EXCERPTED TEXT
Hamburger Bahnhof, Berliner Dom and Museuminsel: Berlin Day 5
Wednesday consisted of a lot of museum hopping, for I had purchased a three-day museum pass for the very attractive price of €9.5, which afforded me admission to the permanent exhibitions of almost 100 museums in the city.
I started at the Hamburger Bahnhof, which despite its name is no longer a train station, rather a museum of contemporary art. The museum itself was rather primitive exhibition place, but the contents were far from ordinary. In the permanent collection was a set of works by the West-German Cold War artist Anselm Kiefer, who according to Professor Jennings is “one of the most problematic artists of his time”. There was a big painting titled Wege der Weltweisheit: die Hermannschlacht (Due to the wisdom of the world: the Battle of the Teutoberg Forest), which twin I had glimpsed in the Martin-Gropius Bau. This two-tone painting was a collage of woodcuts of prominent figures in German intellectual and political history, people like Immanuel Kant and Karl Marx, with their faces brutally crossed out and overlaid with images of burning branches, to illustrate how centuries of German tradition and reputation since the renowned battle in year 9 AD was annihilated by the Holocaust. I thought it was genius, and the nearby Mohn & Gedächtnis, a grey cardboard statue of a bomber, was great as well. I also enjoyed a set of three paintings by Robert Rauschenberg, titled Stripper, First Time Painting and The Frightened Gods of Fortune respectively. The abstract representations took me some time to interpret, but they were extremely clever.
Left: Hamburger Bahnhof; Right: View of Altes Museum from across the Lustgarten
I visited a temporary exhibit on an artist network known as Fluxus, whose members included the famous Nam June Paik and Joseph Beuys among many others. They believed that art should be public instead of private property, and therfore sold works at very low prices and offered many free performances to make art easily accessible to the masses. Their motto was “Kunst is Leben, Leben ist Kunst” (Art is life, life is art), and through their creative transformations of ordinary objects into works of art, one could easily see how this brave vision was made into reality. Some of their works were very baffling though, including of course Beuys’ interaction with his dead hare, and a “public performance guide” which read:
Six exhibits:
- Ceiling
- First Wall
- Second Wall
- Third Wall
- Fourth Wall
- Floor
Much of the exhibition space was dedicated to Joseph Beuys, whose art I still have difficulties comprehending (to me, wrapping up a grand piano in fat and felt is more a demonstration of insanity than one of innovation). One of his works, however, was very interesting. Titled Das Ende des 20. Jahrhunderts, it used a collection of volcanic rocks to represent an apocalyptic vision. These rocks came out of the mouth of a volcano in liquid, malleable form, and their shape only became fixed once they cooled down. The transformation from energetic movement to complete rigidity was an unusual yet very appropriate metaphor for the death of progress, and the work definitely helped me appreciate the work of this incomparably controversial artist.

Labeling entries for object positions:
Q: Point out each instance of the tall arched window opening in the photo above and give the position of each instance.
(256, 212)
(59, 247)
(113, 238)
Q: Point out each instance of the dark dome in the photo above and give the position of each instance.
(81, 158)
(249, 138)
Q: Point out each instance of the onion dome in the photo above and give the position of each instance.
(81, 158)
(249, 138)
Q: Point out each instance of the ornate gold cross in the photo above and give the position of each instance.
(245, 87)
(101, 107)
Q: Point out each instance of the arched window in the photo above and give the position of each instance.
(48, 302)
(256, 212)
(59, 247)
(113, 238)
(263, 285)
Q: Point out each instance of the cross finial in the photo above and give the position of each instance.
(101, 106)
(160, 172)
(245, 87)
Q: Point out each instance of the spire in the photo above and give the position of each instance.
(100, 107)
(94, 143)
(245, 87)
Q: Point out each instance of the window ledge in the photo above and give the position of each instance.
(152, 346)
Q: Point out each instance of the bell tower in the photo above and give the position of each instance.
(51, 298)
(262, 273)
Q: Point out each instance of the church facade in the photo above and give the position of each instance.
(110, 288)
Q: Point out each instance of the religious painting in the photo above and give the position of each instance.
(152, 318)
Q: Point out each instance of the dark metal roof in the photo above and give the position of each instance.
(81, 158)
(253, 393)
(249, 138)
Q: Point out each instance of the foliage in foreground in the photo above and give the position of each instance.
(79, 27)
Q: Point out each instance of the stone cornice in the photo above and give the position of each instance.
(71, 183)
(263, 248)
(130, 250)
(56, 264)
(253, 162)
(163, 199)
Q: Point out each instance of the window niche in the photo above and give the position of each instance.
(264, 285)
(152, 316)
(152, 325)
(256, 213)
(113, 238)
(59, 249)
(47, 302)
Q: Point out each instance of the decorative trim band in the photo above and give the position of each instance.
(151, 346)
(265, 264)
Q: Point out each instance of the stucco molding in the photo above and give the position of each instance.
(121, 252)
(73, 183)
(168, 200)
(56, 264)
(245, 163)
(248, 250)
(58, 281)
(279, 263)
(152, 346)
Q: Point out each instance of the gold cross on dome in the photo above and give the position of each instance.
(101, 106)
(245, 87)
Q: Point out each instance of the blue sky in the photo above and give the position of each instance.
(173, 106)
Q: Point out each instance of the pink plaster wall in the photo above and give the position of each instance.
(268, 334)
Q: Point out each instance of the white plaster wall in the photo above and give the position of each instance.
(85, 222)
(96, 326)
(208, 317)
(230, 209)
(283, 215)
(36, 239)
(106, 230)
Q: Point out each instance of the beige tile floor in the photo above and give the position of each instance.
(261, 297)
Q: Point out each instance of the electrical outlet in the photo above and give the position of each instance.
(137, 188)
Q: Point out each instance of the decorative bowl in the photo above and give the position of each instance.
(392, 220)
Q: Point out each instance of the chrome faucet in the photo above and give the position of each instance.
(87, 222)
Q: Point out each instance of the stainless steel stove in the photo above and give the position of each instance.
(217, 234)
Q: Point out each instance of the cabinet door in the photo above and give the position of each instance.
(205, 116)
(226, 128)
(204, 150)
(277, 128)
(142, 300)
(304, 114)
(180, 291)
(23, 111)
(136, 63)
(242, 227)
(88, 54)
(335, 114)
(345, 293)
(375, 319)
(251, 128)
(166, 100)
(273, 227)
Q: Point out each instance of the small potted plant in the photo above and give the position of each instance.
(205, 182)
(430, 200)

TASK STATEMENT
Can you go on with the Berlin Day 5 travel account, starting right after its final sentence ending "this incomparably controversial artist"?

THE RESPONSE
Berliner Dom
I then went to the Museumsinsel, but before using my museum pass once again, I made a detour to the Berliner Dom. Though the exterior of this 104-year old building may be a confusing and somewhat forced combination of different styles, the interior was fantastically magnificent, and almost made me regret suggesting the Czech Republic instead of Germany as the destination of the Princeton Chapel Choir’s next trip. I would love to try out the acoustics here and sing to the accompaniment of the enormous organ some day!
On the two sides of the cathedral (I forgot the technical term for this…) and in the crypt were the sarcophagi of Prussian royals, the most famous of which was Frederick I, founder of the Kingdom of Prussia, and Frederick III, the enlightened Kaiser who unfortunately only reigned for 99 days. Notably missing, however, were Wilhelm I, who had chosen to be buried at Schloss Charlottenburg, and of course Frederick the Great, whose simple grave next to his favourite Schloss Sanssouci is far more memorable than any elaborate sarcophagus in the Berliner Dom.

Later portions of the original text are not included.